_Exercise objective_
Please copy exactly the lines that begin with the one containing "of the rural" and end with the last line of the entries.

- - - -

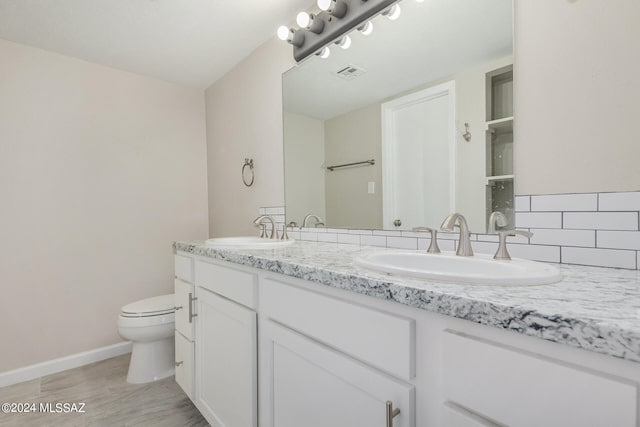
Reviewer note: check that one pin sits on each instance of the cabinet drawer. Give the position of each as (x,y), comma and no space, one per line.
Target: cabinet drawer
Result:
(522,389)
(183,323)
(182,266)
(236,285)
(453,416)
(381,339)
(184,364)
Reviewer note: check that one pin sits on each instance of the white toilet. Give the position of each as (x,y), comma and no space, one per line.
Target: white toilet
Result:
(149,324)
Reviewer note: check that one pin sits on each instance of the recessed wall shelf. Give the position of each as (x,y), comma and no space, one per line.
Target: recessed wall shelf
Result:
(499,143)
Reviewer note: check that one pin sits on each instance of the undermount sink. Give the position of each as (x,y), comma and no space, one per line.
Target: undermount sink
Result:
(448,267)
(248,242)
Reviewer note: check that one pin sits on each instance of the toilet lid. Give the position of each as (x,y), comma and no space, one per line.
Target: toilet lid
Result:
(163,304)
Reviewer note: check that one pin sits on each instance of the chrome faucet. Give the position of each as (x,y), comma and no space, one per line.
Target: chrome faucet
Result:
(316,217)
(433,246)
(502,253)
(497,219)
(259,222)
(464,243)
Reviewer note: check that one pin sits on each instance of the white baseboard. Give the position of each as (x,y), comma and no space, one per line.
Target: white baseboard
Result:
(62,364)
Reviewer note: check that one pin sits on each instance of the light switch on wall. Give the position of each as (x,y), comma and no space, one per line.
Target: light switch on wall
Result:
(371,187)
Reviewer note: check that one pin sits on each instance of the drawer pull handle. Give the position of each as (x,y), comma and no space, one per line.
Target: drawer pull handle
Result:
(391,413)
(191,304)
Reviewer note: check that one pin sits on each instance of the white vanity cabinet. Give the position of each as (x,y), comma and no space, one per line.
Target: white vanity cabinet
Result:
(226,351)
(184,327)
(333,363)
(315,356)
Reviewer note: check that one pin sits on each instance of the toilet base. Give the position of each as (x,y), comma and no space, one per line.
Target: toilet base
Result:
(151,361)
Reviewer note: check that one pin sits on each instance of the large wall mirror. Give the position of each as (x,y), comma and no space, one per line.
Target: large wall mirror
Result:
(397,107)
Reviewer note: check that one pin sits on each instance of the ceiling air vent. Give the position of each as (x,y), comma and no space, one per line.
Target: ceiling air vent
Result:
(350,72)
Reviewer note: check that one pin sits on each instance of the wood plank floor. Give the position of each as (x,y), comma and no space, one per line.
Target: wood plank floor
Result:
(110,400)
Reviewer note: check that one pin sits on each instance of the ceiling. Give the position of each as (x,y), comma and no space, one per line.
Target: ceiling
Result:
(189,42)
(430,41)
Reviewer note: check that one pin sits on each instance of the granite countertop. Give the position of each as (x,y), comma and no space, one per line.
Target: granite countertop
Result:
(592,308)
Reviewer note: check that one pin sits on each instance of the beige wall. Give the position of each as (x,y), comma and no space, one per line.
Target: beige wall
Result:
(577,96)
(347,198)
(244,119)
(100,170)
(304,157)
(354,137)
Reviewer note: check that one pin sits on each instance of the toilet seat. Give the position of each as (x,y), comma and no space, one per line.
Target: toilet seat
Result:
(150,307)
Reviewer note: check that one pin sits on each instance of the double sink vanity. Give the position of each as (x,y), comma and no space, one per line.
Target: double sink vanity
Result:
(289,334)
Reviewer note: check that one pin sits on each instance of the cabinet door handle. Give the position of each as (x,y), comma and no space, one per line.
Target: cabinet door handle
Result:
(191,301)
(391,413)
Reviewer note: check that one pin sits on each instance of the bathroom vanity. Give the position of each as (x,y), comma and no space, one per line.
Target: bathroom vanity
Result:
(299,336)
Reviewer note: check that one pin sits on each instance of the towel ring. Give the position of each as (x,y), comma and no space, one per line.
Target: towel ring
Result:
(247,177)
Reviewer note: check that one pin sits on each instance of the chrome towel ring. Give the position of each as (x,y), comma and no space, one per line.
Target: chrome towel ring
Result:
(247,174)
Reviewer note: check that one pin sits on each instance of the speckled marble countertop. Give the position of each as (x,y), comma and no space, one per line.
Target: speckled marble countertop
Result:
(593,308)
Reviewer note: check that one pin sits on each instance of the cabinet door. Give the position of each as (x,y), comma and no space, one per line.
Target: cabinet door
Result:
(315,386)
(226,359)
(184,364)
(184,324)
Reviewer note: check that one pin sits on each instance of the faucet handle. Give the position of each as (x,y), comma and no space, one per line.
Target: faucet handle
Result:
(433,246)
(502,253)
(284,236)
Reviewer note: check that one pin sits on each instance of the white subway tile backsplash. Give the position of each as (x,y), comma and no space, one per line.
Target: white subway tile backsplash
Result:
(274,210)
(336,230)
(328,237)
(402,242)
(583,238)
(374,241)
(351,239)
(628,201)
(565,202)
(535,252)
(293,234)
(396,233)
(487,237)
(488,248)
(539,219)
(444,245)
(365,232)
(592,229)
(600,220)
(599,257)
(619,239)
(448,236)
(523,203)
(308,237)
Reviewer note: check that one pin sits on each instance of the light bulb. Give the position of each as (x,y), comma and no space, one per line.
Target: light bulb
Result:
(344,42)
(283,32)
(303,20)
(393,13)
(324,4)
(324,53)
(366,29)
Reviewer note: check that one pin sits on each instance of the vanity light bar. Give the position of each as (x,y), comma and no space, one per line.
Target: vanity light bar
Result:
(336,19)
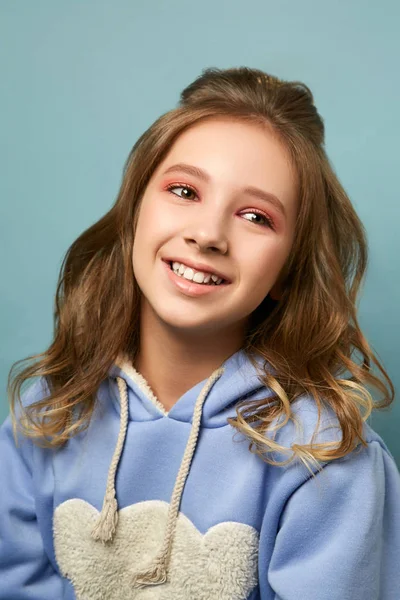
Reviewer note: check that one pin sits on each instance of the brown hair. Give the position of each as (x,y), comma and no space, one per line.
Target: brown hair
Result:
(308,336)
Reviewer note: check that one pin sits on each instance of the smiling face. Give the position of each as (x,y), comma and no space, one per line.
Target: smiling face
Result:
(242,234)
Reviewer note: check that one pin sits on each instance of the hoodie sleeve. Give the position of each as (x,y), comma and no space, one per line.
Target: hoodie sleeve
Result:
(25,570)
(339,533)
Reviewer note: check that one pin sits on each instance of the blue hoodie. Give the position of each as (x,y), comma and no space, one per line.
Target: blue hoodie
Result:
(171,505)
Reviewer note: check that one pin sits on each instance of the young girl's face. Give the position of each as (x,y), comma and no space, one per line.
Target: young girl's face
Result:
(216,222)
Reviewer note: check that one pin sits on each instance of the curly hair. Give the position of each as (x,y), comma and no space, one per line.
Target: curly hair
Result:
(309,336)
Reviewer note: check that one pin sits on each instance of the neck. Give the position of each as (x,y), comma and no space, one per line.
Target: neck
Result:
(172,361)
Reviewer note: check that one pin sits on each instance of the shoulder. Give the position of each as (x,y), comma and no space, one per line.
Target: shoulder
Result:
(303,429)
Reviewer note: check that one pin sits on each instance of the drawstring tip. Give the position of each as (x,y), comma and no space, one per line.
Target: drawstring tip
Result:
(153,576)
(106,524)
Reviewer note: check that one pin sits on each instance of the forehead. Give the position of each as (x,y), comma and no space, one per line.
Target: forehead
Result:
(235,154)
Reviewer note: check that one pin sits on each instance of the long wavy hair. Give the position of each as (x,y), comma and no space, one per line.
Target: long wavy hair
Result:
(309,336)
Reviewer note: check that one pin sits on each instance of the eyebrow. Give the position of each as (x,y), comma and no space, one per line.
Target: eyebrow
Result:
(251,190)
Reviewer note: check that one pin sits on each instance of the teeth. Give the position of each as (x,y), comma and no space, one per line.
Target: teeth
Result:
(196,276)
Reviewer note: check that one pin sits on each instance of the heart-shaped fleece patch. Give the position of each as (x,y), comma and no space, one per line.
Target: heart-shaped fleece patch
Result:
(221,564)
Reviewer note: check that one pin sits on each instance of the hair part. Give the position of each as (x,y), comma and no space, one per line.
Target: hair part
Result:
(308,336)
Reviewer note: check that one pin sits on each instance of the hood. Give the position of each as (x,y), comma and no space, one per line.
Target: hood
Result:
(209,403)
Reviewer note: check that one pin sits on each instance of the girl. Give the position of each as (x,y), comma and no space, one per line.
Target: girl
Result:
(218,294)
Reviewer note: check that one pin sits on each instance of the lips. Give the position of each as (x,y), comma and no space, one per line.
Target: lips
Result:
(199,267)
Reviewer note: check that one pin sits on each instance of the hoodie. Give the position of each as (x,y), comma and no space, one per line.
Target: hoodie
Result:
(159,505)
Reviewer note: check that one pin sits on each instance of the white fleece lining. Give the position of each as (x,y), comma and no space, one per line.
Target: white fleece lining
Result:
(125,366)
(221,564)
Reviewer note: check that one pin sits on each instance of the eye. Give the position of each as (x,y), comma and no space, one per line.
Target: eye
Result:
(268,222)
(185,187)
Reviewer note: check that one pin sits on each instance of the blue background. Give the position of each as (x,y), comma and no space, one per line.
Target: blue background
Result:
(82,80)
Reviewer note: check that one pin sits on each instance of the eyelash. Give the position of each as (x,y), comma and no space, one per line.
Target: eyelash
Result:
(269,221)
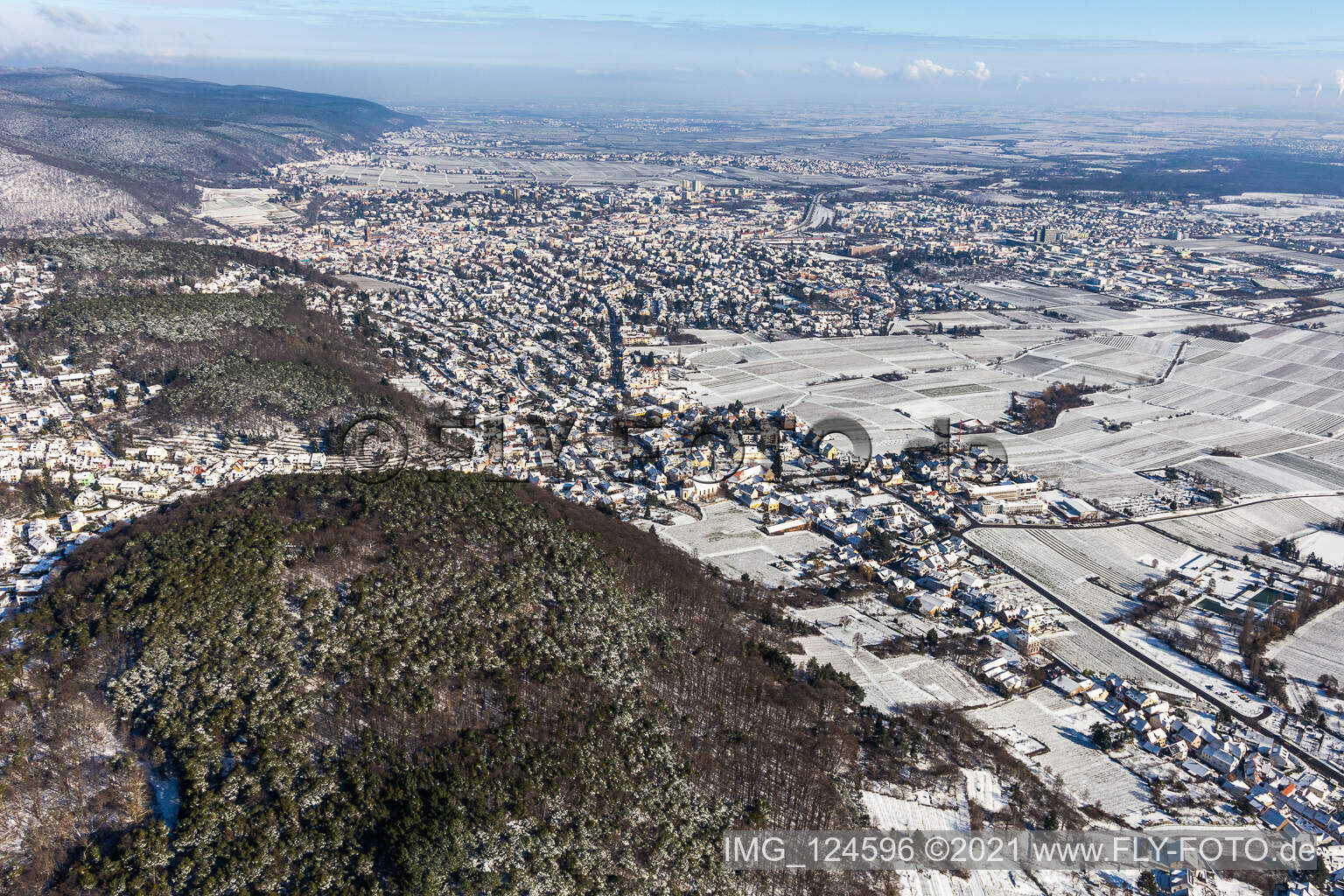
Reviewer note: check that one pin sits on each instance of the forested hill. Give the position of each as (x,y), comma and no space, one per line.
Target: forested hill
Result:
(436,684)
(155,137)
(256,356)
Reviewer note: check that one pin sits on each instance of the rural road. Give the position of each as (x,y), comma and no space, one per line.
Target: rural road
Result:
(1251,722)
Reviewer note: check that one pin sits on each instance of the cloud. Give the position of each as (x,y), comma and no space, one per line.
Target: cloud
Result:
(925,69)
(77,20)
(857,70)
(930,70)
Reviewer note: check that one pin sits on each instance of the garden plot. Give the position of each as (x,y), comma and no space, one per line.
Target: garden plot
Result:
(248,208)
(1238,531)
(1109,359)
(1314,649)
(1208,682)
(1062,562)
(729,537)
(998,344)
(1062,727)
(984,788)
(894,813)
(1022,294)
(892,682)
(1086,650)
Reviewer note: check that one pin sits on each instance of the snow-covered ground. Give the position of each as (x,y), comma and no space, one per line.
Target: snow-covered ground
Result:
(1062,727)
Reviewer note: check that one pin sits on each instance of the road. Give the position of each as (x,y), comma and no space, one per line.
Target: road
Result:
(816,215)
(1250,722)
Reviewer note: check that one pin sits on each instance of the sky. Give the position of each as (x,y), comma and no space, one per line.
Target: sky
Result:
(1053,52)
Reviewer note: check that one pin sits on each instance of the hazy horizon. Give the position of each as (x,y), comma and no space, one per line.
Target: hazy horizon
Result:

- - - -

_Solution for this task_
Reviewer note: check that one pin sits on each instance of the rural road. Give the position of each as (x,y), comma and no space, one per line.
Target: rural road
Result:
(1251,722)
Reviewer note: check that one pin sits on each instance of the cloud. Give the position of each as (x,y), comma and no space, one per line.
Target: cloud
Result:
(925,69)
(77,20)
(857,70)
(930,70)
Reviewer note: check that one pin sits on each instance of the garden plot. Give the position of each as (x,y), comma and no space, one per line.
Target: garden plot
Result:
(248,208)
(1238,531)
(1109,359)
(1314,649)
(1208,682)
(1062,562)
(729,537)
(998,344)
(1062,727)
(984,788)
(894,813)
(1022,294)
(892,682)
(1086,650)
Reviewer note: check that one pin sits on each instance of the snow-covered ground. Give the position of each as (x,y), comma and no space, one per line.
Target: snow-covered ground
Result:
(1062,727)
Reviewer note: check that one pin sits on each instance of the road. Give the position of each as (x,y), comma and no space, one per line.
Target: road
Result:
(816,215)
(1250,722)
Reviewer note: check that one pin sits on each instance of the sky. Give the position of each as (x,y), comma and no space, one per line.
Target: sky
Result:
(1053,52)
Reviewer note: check that one pin sits on each instance of the hazy horizon. Give the position of each as (x,y), comma and no space, one per line.
Target: hazy horizon
Result:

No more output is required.